Write the records out again, exactly as they stand below.

## [MATERIAL SHOWN]
┏━━

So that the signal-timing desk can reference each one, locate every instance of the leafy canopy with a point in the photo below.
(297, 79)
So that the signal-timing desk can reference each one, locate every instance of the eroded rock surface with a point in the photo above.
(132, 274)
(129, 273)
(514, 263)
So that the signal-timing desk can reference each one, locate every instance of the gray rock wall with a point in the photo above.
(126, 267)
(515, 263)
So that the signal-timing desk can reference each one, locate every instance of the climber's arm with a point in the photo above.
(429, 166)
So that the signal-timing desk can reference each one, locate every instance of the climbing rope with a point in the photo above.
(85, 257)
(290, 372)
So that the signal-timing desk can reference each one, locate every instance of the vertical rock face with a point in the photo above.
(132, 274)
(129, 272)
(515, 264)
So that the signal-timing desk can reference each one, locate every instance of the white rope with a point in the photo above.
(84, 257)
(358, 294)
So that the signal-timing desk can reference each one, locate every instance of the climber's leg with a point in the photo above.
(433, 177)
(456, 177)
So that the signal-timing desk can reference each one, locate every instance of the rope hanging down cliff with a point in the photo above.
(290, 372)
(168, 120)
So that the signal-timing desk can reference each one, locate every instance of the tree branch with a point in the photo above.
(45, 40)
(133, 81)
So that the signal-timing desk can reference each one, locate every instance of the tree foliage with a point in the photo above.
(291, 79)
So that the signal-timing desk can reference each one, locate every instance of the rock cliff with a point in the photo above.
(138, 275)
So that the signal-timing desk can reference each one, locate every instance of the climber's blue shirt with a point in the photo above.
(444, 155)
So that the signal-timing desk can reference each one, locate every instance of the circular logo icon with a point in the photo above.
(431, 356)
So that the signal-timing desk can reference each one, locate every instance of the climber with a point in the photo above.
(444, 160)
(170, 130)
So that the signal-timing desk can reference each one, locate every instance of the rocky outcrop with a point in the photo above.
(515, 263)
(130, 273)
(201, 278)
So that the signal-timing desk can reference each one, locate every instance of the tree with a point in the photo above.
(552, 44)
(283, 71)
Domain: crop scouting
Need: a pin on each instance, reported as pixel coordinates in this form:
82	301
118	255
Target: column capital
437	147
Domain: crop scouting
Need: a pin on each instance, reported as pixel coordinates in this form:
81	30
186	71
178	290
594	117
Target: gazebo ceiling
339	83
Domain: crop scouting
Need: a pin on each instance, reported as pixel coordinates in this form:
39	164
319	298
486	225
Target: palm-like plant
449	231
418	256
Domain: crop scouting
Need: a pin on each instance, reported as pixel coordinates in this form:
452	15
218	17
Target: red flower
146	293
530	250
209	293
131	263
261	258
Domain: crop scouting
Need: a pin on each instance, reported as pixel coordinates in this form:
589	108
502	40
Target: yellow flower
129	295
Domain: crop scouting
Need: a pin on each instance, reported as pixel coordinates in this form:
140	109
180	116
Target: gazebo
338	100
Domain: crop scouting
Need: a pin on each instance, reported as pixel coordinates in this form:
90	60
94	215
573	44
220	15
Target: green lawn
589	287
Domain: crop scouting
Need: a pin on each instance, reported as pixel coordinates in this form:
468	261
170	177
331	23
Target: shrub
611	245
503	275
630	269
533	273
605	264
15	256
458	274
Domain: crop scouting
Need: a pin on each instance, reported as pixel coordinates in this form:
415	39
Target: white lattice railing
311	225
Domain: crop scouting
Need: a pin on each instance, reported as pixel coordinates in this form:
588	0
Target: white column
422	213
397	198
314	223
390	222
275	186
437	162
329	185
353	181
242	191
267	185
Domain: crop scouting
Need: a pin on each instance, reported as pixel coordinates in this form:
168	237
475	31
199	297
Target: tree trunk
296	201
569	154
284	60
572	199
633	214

┗━━

## [ANSWER TO THE EXERCISE]
So that the signal-timing desk can reference each one, locate every instance of the leafy canopy with a point in the photo below.
(297, 79)
So that the signal-timing desk can reference each one, locate every instance of the eroded rock surface with a point in the photo above.
(132, 274)
(129, 273)
(514, 263)
So that the signal-timing desk can reference each one, locate every instance of the gray rock wall with a point in the photo above.
(126, 267)
(515, 263)
So that the signal-timing desk can reference each one, locate every instance of the climber's arm with a point in the photo above.
(429, 166)
So that the signal-timing desk can reference each one, locate every instance of the climbing rope with a point in the photo above.
(85, 257)
(290, 372)
So that the signal-timing desk can reference each one, locate every instance of the vertical rock face with a point in the photo above.
(132, 274)
(129, 272)
(515, 264)
So that the signal-timing desk can reference each one, locate every instance of the white rope with a point in the photo above.
(84, 257)
(358, 294)
So that the signal-timing desk can reference each one, locate every instance of the climber's leg with a point in the photo above.
(433, 177)
(456, 177)
So that the signal-timing desk can reference each one, locate every instance of the rope hanging down cliff with a point in the photo above.
(290, 372)
(168, 120)
So that the signal-timing desk can reference each one, locate every instance of the tree branch with a point in the photo above.
(45, 40)
(133, 81)
So that the signal-timing desk can reference each one, locate every instance of the tree foliage with a point in the photo above.
(291, 79)
So that the signal-timing desk can reference each one, locate every instance of the rock cliff with a point in the photo above.
(138, 275)
So that the signal-timing desk can reference each one, locate every instance of the climber's blue shirt with a point in the photo above.
(444, 155)
So that the signal-timing desk can reference each one, locate every instance of the circular logo icon with a point in the photo above.
(431, 356)
So that the signal-timing desk can reference each one, locate every instance of the climber with a point in the photo above.
(444, 160)
(170, 130)
So that the signal-timing desk can reference each one, locate every instance of the rocky outcrop with a point in the photo above.
(515, 263)
(130, 273)
(201, 278)
So that the signal-timing desk can reference each one, locate every instance of the tree with a point in the photo above.
(552, 44)
(283, 71)
Domain: crop scouting
Need: a pin on each instance, reported as pixel coordinates in this form:
82	301
118	255
Target: column capital
437	147
Domain: crop scouting
Need: a pin on each instance, reported as pixel coordinates in this form:
81	30
186	71
178	290
594	117
Target: gazebo ceiling
339	83
Domain: crop scouting
Need: a pin on each instance, reported as pixel coordinates in this form:
39	164
319	298
486	225
Target: palm-like plant
449	231
418	256
Domain: crop scouting
Need: a pin on each instance, reported as pixel coordinates in this form:
452	15
218	17
Target: red flower
146	293
530	250
209	293
131	263
261	258
Domain: crop scouting
Need: a pin on each instance, reported as pixel coordinates in this form:
589	108
502	40
Target: yellow flower
129	295
Domain: crop scouting
Need: a pin on each instance, reported as pixel coordinates in this form:
140	109
180	116
Target: gazebo
338	100
Domain: crop scouting
Need: a pin on each instance, reported as pixel coordinates in this form:
90	60
94	215
573	44
220	15
Target: green lawn
589	287
Domain: crop scouting
Need: a pin on each instance, reported as pixel coordinates in this form:
468	261
170	177
331	23
Target: shrub
611	245
503	275
630	269
533	273
605	264
15	256
458	274
Domain: crop scouting
Need: a pin on each instance, reported as pixel coordinates in this form:
415	39
Target: white lattice railing
311	225
Domain: crop scouting
Need: a pin on each instance, reported as pixel coordinates in this form:
588	0
Target: white column
422	213
397	198
314	223
390	222
275	186
437	162
329	185
353	181
242	191
267	185
Domain: crop scouting
Need: a pin on each instance, reported as pixel coordinates in this form:
168	237
475	31
199	297
Target: tree trunk
296	201
569	154
284	60
572	199
633	214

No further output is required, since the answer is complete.